== DATA FOR PROCESSING ==
****************************************
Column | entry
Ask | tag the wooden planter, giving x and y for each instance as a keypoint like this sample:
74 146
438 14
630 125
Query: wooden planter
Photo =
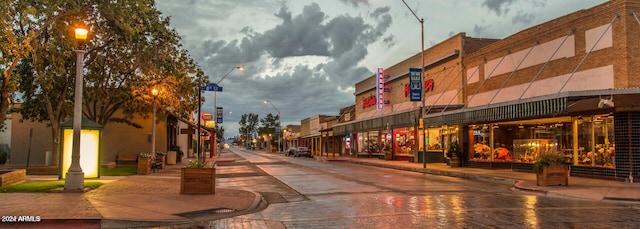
198 181
553 175
144 166
163 159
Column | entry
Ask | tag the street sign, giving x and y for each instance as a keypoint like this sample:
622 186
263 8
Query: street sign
219 114
415 83
211 87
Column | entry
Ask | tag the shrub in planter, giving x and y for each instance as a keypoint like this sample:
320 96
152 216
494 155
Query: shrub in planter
551 170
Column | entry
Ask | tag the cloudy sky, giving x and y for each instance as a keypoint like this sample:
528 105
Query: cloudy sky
305 56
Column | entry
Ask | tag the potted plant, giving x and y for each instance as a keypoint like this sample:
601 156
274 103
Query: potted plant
162 156
550 169
197 178
144 163
454 154
386 149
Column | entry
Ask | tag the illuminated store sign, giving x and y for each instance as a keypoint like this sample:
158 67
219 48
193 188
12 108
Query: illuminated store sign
380 88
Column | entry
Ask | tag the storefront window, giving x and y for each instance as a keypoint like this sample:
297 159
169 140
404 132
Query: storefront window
449 134
481 140
404 140
596 142
434 139
520 141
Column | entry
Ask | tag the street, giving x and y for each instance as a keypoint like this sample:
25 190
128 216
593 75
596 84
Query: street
307 193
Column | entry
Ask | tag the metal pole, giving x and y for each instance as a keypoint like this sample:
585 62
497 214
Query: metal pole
75 177
215 121
279 130
422 114
199 114
153 128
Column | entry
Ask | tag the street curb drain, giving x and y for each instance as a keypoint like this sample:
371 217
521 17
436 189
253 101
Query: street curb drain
206 212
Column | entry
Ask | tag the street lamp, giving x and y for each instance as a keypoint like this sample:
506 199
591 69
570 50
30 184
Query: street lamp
279 120
424 135
75 177
215 107
215 92
154 93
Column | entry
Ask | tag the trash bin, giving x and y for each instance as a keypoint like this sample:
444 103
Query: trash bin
171 157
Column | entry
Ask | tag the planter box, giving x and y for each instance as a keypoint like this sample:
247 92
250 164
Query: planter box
144 166
9 177
553 175
163 160
198 181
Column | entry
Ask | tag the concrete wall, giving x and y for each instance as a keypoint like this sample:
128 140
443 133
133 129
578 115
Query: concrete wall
514 62
116 138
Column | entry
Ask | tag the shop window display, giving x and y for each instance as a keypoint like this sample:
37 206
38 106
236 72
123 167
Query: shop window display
481 149
596 142
528 150
404 141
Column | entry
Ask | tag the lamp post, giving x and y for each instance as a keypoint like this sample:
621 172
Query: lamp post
75 177
154 93
215 106
424 135
279 120
215 92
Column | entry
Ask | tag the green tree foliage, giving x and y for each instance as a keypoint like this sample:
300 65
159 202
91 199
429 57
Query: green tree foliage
22 23
248 126
130 51
269 124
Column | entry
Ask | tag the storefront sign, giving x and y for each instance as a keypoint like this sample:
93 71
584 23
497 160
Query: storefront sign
380 89
369 101
427 85
415 86
219 115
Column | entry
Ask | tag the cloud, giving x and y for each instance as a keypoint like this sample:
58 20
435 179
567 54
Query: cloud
306 64
355 3
523 18
497 6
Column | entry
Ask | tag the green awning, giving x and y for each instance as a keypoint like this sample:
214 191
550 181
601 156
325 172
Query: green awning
501 112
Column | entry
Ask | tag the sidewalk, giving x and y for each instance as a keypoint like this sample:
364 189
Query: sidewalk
133 201
579 187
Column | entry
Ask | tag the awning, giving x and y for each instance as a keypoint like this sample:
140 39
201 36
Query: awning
393 120
192 124
311 135
537 107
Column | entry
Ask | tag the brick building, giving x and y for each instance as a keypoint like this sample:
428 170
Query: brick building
566 86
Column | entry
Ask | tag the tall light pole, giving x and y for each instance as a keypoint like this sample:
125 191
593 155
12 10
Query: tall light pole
215 92
75 177
154 93
422 114
215 106
279 120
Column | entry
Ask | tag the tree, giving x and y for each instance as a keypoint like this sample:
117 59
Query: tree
269 124
22 22
220 133
248 124
130 51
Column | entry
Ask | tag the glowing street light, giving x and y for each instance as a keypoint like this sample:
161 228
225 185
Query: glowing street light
274 107
154 93
75 177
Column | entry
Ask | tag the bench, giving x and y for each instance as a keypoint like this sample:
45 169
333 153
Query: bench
402 157
127 158
373 155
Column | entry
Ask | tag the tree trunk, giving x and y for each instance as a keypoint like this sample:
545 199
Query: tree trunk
55 135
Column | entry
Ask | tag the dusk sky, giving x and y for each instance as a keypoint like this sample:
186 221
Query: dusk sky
306 56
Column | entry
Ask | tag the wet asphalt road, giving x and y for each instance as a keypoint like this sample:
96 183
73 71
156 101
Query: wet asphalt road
306 193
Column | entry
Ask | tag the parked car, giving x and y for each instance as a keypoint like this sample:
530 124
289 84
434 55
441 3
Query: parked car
****************************************
== ASSIGNED TASK ==
Without any pictures, transcribe the listing above exactly as written.

== ANSWER SPACE ==
Column | entry
Ask | tag the wooden planter, giving x and y for each instance as a keypoint like this sample:
74 146
438 14
630 125
Query: wooden planter
Photo =
198 181
553 175
144 166
163 159
Column | entry
Ask | tag the street sign, giving x and y for each instance as a keypoint like this sample:
622 186
263 8
Query: street sign
219 114
415 83
211 87
Column | entry
Ask | tag the shrub in planter, giving x and y for each instance as a keypoint like this sample:
320 96
152 216
494 155
Query: shrub in planter
551 170
Column | entry
Ask | tag the cloudy sky, giving x and y for each instance as a keypoint like this sample:
528 105
Query: cloudy sky
305 56
Column | entry
Ask | tag the potted plant, giving x and y for each instance as a keypoint like this sample:
601 156
274 103
Query: potted plant
162 156
550 169
197 178
144 163
454 154
386 149
Column | entry
Ask | tag the illuminated store sign, giving x and y for each instance as a keypoint like this sample:
158 67
219 48
193 188
12 108
Query: illuminated store sign
380 88
Column | entry
Ask | tag the storefront window, giving x and y for each instance as a keypoint like this sample:
297 159
169 140
404 132
Query: storefront window
449 134
481 140
404 140
596 142
434 139
520 141
Column | entry
Ask | tag the street, giving x and y for each instance as a keypoint like this sample:
25 190
128 216
593 75
596 84
Query: street
307 193
Column | entry
Ask | tag the metal pole, giving x and y for each instance as a keypoint like this sample:
585 62
497 214
Query: metal pole
75 177
215 121
279 130
422 114
199 114
153 128
Column | entry
Ask | tag the street curb drain, giving x and y for each instance as a keypoint like this sample:
371 217
521 17
436 189
253 101
Query: street curb drain
206 212
Column | entry
Ask | tag the street lamp, giving x and y for each instance as a keypoint like this sample:
506 199
591 69
570 50
30 184
Query: street lamp
279 120
424 135
75 177
215 107
215 92
154 93
Column | entry
Ask | tag the trash bin, giving x and y for each instance as a keypoint like this sample:
444 103
Query: trash bin
171 157
Column | entry
Ask | tag the planter box, giving x and y for each instance as a keypoint like this sample:
247 92
250 164
Query: planter box
144 166
9 177
553 175
163 160
198 181
Column | entry
Ask | tag the concrete wall, giving x and y for each instance as a keypoint like this sample:
128 140
443 133
133 129
578 115
Query: concrete wall
514 62
116 138
Column | entry
Ask | tag the shop window display, giving x and y for each instance as a keypoint like this sample:
37 206
38 106
236 72
123 167
Query: shop window display
481 149
596 142
528 150
404 141
Column | entry
Ask | tag the lamp post, giving x and y for each instance as a keypoint like this sample:
621 172
Query: lamp post
75 177
154 93
215 106
424 135
279 120
215 92
Column | entry
Ask | tag the green tree foliage, giving x and y for each instance as a keypoint like this sample:
300 65
159 202
91 199
429 57
Query: green tree foliage
22 23
248 126
130 51
269 124
Column | entry
Ask | tag the storefront sign, giving x and y for each instance as a keypoint like this sample:
93 71
584 23
497 160
Query: storefront sign
380 89
369 101
427 85
415 86
219 115
Column | entry
Ask | tag the cloud, giving x and y for each instance as a keypoint like this sample:
58 20
435 179
567 54
Query: cloud
306 64
355 3
523 18
497 6
Column | entry
Ask | tag the green awning, giving x and y for each instance as a keypoint like this sample:
214 191
550 181
601 156
325 172
Query: green awning
501 112
Column | entry
Ask | tag the sidewalk, giving x and y for each instance as a keypoint like this sample:
364 189
Query: sidewalk
133 201
579 187
Column | entry
Ask | tag the awning, giving x and y for each instance as a keypoint like this sample:
140 39
201 36
Query: awning
393 120
192 124
311 135
537 107
Column | entry
Ask | tag the brick building, giving x and y for each instance as a keypoint like this sample:
428 170
Query: brick building
566 86
Column | entry
Ask | tag the tall light pole, giving x and y for each instance as a keypoint like this sample:
125 191
593 155
12 10
Query: tall light pole
215 92
75 177
154 93
422 114
215 106
279 120
Column | entry
Ask | tag the tree, giving x and y for each instance as a keypoint like this sample:
117 59
Query: tree
269 124
22 22
220 133
248 124
130 51
Column | entry
Ask | tag the glowing street light, giving x and y for each instance as a keypoint like this sample:
161 228
225 185
Query: glowing street light
274 107
154 93
75 177
Column | entry
Ask | tag the bench, giving x and y for each instance as a keypoint like this sample:
45 169
333 153
Query: bench
402 157
127 158
373 155
Column | entry
Ask | tag the tree trunk, giving x and y for each instance as a keypoint like this sample:
545 199
Query: tree trunk
55 135
Column | entry
Ask | tag the dusk sky, giving x and y for each instance as a keypoint like this sample:
186 221
Query: dusk sky
306 56
Column | entry
Ask | tag the wet asphalt road, giving x and y for each instance as a keypoint like this sample:
96 183
73 71
156 101
Query: wet asphalt road
306 193
Column | entry
Ask | tag the parked car, giving x and y for each instance as a keypoint like this sample:
530 124
289 84
434 55
441 3
Query: parked car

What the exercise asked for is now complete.